Source extract:
Start
Hello everyone and welcome back to Better Business Coach. My name is Matthew Pollard and as always, I am your Rapid Growth Guy. Today I’m excited to be releasing two new worksheets in a series of episodes.
The first, The SWOT Analysis. The second, The Force Field Analysis. Now in my view the SWOT Analysis is the most devalued document in business and business coaching. And the reason for that is people see it as a static document that they do once, they put it in the drawer, and they never look at it again. See to me the SWOT Analysis is a dynamic document because every time something changes in the economy, every time something changes in technology, or any time you hire a new staff member that has a strength or a weakness, things change. And you need to constantly re-look at it.
So what I suggest to people is it’s a document that they should book in with their clients to do every 6 months. Otherwise they could fall victim to potential threats that are on the horizon and miss out on great opportunities that they could have really capitalized on.
See the other thing I love about the SWOT Analysis is it allows me to see synergies between the strengths of my business and all my staff, and the opportunities that are on the horizon that I can really capitalize on. And most people don’t look for synergies. And I’ll give you some great examples of that very soon.
End
[Data for bounding box labeling]
Start
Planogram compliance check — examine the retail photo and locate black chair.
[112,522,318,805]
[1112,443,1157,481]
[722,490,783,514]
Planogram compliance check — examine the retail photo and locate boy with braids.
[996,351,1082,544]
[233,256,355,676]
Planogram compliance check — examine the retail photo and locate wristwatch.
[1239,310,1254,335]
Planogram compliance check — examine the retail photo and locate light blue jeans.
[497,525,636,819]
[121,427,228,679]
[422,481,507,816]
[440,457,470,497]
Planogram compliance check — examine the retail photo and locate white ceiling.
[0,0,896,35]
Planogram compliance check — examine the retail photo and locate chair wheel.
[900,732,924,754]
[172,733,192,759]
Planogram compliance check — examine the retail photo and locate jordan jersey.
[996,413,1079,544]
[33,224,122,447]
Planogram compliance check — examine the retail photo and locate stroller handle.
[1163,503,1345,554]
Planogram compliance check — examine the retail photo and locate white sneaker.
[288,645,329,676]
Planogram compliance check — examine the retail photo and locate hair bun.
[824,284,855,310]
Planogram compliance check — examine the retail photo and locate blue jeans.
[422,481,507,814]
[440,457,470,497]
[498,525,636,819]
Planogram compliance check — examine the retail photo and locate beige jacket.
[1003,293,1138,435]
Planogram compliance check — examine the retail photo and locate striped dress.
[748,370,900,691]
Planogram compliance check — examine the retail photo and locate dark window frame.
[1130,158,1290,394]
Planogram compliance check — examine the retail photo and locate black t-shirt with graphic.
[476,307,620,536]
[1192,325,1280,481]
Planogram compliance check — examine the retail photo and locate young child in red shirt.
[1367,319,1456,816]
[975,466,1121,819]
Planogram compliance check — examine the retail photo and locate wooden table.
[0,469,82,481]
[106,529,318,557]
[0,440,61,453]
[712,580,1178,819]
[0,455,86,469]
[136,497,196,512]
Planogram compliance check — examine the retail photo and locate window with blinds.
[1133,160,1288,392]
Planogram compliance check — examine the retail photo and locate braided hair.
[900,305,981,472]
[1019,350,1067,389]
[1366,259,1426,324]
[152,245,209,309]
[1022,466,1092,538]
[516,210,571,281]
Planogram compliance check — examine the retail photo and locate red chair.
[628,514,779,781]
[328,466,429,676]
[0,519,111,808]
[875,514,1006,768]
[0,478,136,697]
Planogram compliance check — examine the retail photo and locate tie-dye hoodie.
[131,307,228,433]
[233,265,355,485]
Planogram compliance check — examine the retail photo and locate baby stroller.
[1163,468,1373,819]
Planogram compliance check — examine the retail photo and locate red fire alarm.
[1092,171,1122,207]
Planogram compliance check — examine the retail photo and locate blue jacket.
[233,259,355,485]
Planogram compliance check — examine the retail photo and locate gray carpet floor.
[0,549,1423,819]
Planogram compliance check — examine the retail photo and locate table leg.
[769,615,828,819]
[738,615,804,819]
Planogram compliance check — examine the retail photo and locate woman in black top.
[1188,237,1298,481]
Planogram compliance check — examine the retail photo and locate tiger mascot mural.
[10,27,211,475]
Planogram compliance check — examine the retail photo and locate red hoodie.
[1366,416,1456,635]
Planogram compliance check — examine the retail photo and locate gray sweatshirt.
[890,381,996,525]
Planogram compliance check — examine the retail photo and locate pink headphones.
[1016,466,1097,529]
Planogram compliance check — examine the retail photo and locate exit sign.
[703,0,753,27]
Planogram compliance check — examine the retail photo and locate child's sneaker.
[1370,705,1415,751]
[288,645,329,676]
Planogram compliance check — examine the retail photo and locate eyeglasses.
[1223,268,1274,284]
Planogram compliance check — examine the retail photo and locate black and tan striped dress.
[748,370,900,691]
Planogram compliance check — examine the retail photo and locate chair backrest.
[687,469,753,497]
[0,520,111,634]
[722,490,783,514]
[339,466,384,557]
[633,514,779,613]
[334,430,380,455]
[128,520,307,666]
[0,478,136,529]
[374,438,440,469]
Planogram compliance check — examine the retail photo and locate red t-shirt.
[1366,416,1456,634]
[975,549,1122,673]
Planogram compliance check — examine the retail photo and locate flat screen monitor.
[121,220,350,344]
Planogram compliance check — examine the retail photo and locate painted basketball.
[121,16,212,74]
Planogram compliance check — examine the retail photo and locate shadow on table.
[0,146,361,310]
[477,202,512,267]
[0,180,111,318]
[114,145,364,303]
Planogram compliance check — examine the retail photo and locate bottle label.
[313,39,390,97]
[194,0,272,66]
End
What you will do:
According to the SWOT Analysis transcript above, how often should the SWOT Analysis be booked in with clients?

Answer:
Every 6 months.